题目 — 把下面谈《新青年》的节选中从“在這一年將盡的夜裡,展望即將”起到“中,我所對付的不過一小部分。”止的这一段一字不改地抄录出来。
===== 原文节选 =====
欲招繆撒,欲造“蒲鞭”,
說今年已盡,這等事,待來年。
劉半農自己加了兩條註釋:
繆撒,拉丁文作Musa,希臘“九藝女神”之一,掌文學美術者也。
“蒲鞭”一欄,日本雜誌中有之;蓋與“介紹新刊”對待,用消極法篤促編譯界之進步者。餘與周氏兄弟(豫才,啟明)均有在《新青年》增設此欄之意;唯一時恐有窒礙,未易實行耳。
在這一年將盡的夜裡,展望即將來臨的一年,想到要做這樣那樣的事情。“欲招繆撒”這一點,看來可以解釋為打算進行文學創作。“蒲鞭”一欄,劉半農的註釋說得太簡單了,很難推知魯迅他們當時的具體設想是什麼。也許,後來把範圍擴大了一點,不僅限於新出書刊的評介,而兼及於社會批評,也就是《新青年》從第四卷第四號(1918年4月)開始的《隨感錄》這個專欄吧。在雜誌的第五卷第三號(1918年9月)上,魯迅發表了《隨感錄二十五》,接著,他在這一欄裡發表了好些篇短評,後來都收在他第一本雜感集《熱風》裡。幾年之後,他在這書的《題記》中回憶說:
我在《新青年》的《隨感錄》中做些短評,……有的是對於扶乩,靜坐,打拳而發的;有的是對於所謂“儲存國粹”而發的;有的是對於那時舊官僚的以經驗自豪而發的;有的是對於上海《時報》的諷刺畫而發的。記得當時的《新青年》是正在四面受敵之中,我所對付的不過一小部分。
===== 条目 =====
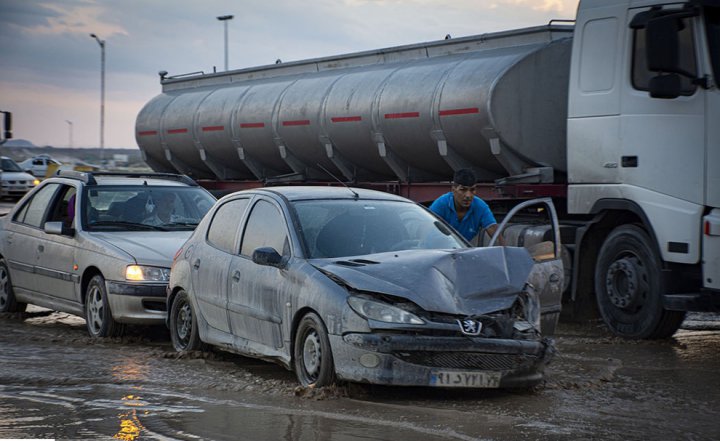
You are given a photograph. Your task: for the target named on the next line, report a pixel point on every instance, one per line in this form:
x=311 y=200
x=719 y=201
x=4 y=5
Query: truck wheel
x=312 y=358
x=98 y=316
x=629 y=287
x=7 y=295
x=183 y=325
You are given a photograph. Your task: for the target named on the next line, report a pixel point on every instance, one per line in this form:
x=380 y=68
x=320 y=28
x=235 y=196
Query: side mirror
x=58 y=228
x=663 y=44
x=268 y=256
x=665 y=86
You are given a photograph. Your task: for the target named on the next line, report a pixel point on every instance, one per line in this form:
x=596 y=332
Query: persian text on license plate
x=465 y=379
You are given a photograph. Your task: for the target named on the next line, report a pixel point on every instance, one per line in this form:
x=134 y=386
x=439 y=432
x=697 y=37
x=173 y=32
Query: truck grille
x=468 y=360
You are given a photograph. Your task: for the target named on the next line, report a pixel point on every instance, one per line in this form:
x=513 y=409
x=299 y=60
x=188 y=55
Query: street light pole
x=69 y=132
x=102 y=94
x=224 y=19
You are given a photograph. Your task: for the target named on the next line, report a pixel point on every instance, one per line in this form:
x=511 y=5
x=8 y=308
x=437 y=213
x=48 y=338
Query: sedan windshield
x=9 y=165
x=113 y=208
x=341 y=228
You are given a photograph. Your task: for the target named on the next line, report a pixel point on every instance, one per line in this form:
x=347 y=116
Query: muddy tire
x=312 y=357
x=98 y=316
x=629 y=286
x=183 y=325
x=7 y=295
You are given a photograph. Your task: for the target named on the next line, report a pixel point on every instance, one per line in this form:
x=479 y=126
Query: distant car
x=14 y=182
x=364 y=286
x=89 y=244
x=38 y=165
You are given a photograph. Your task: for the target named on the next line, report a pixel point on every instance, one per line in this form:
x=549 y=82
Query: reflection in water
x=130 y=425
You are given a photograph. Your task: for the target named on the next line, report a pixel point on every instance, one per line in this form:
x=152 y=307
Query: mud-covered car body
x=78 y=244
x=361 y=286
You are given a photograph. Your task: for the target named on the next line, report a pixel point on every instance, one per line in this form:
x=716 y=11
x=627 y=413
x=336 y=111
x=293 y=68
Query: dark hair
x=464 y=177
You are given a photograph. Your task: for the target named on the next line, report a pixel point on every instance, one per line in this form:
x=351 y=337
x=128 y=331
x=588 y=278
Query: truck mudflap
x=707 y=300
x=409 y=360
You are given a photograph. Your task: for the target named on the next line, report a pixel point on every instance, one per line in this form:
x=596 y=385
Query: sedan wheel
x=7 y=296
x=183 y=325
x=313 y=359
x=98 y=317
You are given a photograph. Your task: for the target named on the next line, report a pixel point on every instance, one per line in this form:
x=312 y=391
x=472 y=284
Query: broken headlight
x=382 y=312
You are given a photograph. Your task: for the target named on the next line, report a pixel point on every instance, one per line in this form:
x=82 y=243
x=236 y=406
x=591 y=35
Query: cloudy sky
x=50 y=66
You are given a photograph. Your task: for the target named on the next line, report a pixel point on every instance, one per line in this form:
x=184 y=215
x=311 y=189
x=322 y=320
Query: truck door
=====
答案 —
在這一年將盡的夜裡,展望即將來臨的一年,想到要做這樣那樣的事情。“欲招繆撒”這一點,看來可以解釋為打算進行文學創作。“蒲鞭”一欄,劉半農的註釋說得太簡單了,很難推知魯迅他們當時的具體設想是什麼。也許,後來把範圍擴大了一點,不僅限於新出書刊的評介,而兼及於社會批評,也就是《新青年》從第四卷第四號(1918年4月)開始的《隨感錄》這個專欄吧。在雜誌的第五卷第三號(1918年9月)上,魯迅發表了《隨感錄二十五》,接著,他在這一欄裡發表了好些篇短評,後來都收在他第一本雜感集《熱風》裡。幾年之後,他在這書的《題記》中回憶說:
我在《新青年》的《隨感錄》中做些短評,……有的是對於扶乩,靜坐,打拳而發的;有的是對於所謂“儲存國粹”而發的;有的是對於那時舊官僚的以經驗自豪而發的;有的是對於上海《時報》的諷刺畫而發的。記得當時的《新青年》是正在四面受敵之中,我所對付的不過一小部分。